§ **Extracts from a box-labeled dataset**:
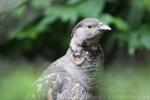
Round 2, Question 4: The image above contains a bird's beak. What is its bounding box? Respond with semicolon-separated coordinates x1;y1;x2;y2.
98;24;111;31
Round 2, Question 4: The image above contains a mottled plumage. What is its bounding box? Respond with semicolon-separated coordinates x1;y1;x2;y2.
33;18;110;100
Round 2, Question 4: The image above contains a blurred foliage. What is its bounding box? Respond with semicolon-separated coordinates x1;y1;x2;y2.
0;0;150;59
100;64;150;100
0;68;37;100
0;0;150;100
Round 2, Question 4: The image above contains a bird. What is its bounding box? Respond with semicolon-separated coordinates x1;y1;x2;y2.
32;18;111;100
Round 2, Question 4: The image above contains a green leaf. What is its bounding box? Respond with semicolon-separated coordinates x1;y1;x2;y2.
77;0;105;17
8;27;38;40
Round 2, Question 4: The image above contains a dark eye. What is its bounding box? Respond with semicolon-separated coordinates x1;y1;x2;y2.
88;26;92;28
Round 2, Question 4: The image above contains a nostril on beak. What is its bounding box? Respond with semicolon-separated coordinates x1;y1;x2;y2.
98;24;111;31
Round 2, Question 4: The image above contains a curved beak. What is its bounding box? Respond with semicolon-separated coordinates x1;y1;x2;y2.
98;24;111;31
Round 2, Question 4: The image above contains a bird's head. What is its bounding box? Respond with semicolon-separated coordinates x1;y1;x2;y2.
70;18;111;48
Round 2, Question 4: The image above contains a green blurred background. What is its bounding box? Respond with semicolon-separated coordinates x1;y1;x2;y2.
0;0;150;100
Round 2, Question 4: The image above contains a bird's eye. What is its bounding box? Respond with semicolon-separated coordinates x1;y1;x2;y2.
88;26;92;28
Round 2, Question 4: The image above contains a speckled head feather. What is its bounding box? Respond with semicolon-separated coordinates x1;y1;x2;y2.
71;18;111;37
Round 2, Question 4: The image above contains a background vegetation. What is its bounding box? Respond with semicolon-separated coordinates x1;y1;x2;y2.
0;0;150;100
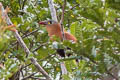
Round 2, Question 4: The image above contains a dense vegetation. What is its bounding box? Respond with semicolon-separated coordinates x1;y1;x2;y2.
0;0;120;80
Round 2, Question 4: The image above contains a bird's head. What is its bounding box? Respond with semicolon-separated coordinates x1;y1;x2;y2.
39;20;57;25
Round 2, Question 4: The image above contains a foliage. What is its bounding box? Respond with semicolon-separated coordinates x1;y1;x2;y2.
0;0;120;80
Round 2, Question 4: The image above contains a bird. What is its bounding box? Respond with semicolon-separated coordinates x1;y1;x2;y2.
39;20;77;57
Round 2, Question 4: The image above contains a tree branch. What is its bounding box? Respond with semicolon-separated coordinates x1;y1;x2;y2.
48;0;67;75
0;3;52;80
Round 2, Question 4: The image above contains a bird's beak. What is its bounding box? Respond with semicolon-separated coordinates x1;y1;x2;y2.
39;21;46;25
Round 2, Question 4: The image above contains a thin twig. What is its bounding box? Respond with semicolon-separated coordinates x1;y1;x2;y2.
48;0;67;75
0;3;52;80
22;73;36;80
60;0;66;41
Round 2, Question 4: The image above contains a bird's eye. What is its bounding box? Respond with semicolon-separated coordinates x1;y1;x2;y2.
48;22;50;24
48;21;52;24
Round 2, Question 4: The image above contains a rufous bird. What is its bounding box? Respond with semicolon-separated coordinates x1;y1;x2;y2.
39;20;77;57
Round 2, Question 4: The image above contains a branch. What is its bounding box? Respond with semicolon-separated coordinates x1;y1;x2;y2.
48;0;58;22
48;0;67;74
0;3;52;80
60;0;66;41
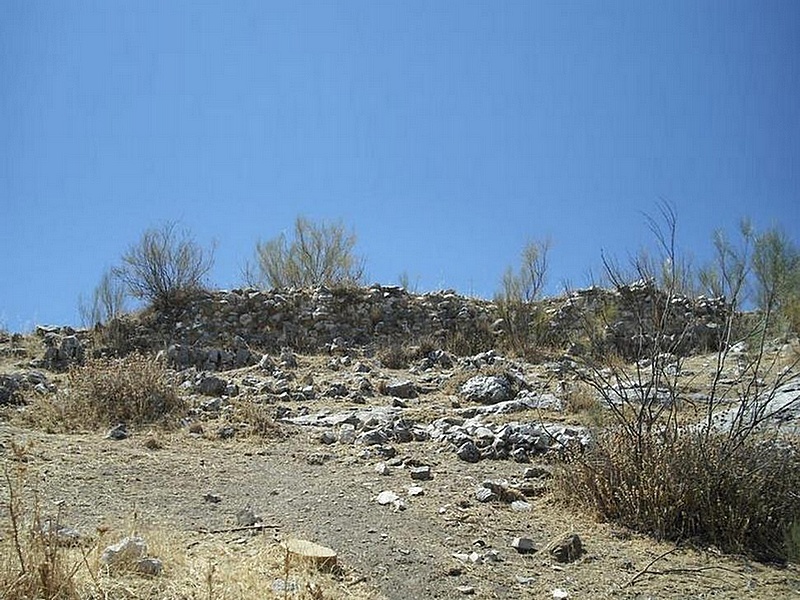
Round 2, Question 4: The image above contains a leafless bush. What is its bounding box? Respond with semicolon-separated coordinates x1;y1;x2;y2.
244;217;364;288
495;241;550;358
112;223;214;309
560;206;800;560
78;271;125;327
18;354;185;432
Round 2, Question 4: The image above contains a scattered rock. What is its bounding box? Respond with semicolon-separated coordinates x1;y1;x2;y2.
456;585;475;596
236;506;261;527
41;519;84;547
550;533;583;563
456;441;481;463
459;375;511;404
376;491;400;506
217;425;236;440
384;379;417;400
196;374;228;396
105;423;128;440
475;486;497;502
100;536;155;575
511;500;532;512
409;467;433;481
134;557;164;577
511;538;536;554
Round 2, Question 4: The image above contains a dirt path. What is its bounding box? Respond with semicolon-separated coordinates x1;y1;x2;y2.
0;424;800;600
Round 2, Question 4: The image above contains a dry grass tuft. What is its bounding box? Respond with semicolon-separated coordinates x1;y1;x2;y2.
557;430;800;562
21;354;186;432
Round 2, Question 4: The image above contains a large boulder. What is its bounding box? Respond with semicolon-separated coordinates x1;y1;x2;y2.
459;375;512;404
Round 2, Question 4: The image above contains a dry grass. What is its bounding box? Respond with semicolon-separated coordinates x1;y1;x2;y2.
0;446;379;600
20;354;185;432
557;430;800;562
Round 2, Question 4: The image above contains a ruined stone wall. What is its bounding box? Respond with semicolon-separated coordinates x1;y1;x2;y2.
75;283;727;369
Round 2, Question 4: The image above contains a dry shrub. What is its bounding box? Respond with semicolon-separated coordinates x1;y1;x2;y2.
20;354;185;432
234;400;285;439
69;354;184;426
375;337;439;369
558;430;800;562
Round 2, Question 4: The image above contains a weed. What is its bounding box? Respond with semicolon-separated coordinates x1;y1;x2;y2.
20;354;185;432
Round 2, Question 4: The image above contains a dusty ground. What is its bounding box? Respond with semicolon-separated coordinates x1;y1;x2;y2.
0;336;800;600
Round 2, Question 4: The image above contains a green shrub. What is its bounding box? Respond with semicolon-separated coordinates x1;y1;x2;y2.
17;354;186;432
244;217;364;288
69;354;184;425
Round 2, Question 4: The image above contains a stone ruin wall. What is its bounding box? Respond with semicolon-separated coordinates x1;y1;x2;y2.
36;282;729;370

§ **Set problem**: Retype, unchanged, the material between the lines holding "Round 2, Question 4: The image above contains a ruined" and "75;283;727;369", inclusive.

§ **Reply to the task**:
Round 2, Question 4: The image above contains a ruined stone wall. What is its bounding box? Respond with semicolon-separated coordinates x1;y1;x2;y2.
75;283;727;369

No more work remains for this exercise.